:: Given passage ::
Look to your right for the large concrete underpass entrance, marked by intricate carved patterns on the curved walls and modern lighting fixtures embedded in the structure.
You are standing on top of a ghost. Well... a ghost river, to be precise.
Beneath the concrete pavement and the bustle of the city lies the Waihorotiu Stream. It was once the lifeblood of this valley, carving out the gully millions of years ago and flowing all the way down to the harbour. Before the asphalt and the high-rises, this was a place of lush abundance. It was the water source for the village of Ngā Wharau a Tako, which sat on the ridge nearby. The stream’s mouth was a famous food basket, teeming with shellfish and fish.
But abundance can be volatile. Oral history tells us of a "children’s war" that broke out right on the mudflats where the stream met the sea. It started innocently enough. Children from two different settlements went down to spear pātiki-that is, flounder. A squabble over the catch escalated into a full-scale battle between the groups, turning a playground into a site of bloodshed.
As European settlers arrived, the stream’s fate took a darker, grimier turn. As the city expanded, the clear waters of the Waihorotiu were treated as a convenient drain. By the mid-19th century, it was known as the "Ligar Canal," named after the Surveyor General Charles Ligar, who tried to tame the stream with sound walls. It didn’t work.
:::
◆ Prompt A
According to the Waihorotiu Stream passage, which village used the stream as its water source?
◆ Prompt B
Reproduce verbatim the stretch of the Waihorotiu Stream passage from "But abundance can" through "site of bloodshed.".
:: Supplied information ::
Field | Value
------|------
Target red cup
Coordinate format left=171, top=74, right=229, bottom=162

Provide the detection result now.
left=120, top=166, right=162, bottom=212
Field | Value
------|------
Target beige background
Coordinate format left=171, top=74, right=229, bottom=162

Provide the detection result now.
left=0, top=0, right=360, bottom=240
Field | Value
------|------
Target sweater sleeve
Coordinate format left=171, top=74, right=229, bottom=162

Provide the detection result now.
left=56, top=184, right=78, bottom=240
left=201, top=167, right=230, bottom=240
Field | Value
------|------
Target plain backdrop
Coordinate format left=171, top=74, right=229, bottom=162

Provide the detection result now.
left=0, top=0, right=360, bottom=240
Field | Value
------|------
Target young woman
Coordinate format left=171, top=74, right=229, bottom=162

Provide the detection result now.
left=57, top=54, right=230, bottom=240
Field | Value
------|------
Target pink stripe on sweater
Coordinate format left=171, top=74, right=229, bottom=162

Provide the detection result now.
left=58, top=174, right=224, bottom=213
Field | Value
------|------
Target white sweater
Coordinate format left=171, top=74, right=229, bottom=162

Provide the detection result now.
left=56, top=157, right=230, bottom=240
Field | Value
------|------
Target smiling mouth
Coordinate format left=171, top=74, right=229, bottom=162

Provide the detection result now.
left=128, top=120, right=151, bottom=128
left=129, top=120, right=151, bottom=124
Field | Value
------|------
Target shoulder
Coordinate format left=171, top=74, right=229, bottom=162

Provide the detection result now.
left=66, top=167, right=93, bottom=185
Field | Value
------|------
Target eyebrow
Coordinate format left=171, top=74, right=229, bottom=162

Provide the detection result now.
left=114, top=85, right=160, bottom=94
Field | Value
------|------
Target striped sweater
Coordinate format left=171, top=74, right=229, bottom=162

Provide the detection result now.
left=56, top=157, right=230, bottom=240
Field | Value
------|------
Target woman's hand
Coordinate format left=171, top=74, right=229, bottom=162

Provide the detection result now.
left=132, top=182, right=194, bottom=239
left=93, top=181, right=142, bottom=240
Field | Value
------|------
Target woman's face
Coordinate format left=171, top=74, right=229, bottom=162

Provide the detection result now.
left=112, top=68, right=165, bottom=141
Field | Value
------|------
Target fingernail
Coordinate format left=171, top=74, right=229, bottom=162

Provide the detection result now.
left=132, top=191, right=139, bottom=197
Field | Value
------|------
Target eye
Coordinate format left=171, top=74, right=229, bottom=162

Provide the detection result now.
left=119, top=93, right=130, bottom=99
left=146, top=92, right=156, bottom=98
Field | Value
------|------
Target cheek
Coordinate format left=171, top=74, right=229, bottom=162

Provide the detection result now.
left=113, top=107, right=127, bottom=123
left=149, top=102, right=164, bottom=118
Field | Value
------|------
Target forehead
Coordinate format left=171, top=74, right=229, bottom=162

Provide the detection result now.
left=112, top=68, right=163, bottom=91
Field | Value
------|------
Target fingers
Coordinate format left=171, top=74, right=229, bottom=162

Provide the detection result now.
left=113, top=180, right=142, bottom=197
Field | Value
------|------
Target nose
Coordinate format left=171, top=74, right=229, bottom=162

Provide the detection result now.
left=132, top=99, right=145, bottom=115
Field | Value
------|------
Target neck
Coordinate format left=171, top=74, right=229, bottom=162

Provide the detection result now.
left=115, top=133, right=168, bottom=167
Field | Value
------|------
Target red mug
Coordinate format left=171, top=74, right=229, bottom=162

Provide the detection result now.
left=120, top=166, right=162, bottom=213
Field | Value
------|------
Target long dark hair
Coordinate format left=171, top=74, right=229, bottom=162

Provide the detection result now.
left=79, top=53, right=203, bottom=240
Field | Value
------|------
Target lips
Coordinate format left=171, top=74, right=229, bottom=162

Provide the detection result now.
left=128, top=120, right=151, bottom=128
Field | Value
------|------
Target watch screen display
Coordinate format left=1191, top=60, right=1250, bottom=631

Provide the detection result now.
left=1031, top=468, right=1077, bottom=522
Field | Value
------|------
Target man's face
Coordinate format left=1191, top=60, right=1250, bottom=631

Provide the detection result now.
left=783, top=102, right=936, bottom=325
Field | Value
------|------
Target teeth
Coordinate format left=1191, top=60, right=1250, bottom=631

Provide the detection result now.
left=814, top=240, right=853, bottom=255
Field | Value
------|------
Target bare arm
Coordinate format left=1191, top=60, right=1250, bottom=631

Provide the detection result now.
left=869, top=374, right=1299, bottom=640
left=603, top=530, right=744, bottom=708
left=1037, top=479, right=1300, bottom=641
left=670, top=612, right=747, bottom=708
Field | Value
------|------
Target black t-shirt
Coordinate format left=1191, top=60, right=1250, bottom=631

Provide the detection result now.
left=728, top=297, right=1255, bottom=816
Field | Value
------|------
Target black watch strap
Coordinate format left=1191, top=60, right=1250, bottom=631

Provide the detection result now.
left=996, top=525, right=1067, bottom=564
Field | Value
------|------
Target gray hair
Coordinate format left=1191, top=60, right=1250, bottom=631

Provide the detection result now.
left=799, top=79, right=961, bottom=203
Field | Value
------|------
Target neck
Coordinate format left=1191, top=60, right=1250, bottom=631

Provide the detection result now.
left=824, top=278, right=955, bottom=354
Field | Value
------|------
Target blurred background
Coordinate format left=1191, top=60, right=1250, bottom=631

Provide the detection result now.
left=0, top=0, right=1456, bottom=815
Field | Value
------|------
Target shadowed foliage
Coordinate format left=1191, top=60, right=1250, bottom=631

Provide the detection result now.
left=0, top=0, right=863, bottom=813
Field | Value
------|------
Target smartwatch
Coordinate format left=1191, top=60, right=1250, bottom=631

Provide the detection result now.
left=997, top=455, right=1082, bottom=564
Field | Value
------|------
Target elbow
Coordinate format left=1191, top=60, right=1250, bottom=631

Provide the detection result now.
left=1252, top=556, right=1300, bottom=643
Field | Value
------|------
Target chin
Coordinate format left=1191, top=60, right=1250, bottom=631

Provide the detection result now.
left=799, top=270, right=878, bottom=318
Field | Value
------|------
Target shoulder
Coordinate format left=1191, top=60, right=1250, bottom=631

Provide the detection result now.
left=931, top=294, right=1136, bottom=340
:::
◆ Expected answer A
Ngā Wharau a Tako

◆ Expected answer B
But abundance can be volatile. Oral history tells us of a "children’s war" that broke out right on the mudflats where the stream met the sea. It started innocently enough. Children from two different settlements went down to spear pātiki-that is, flounder. A squabble over the catch escalated into a full-scale battle between the groups, turning a playground into a site of bloodshed.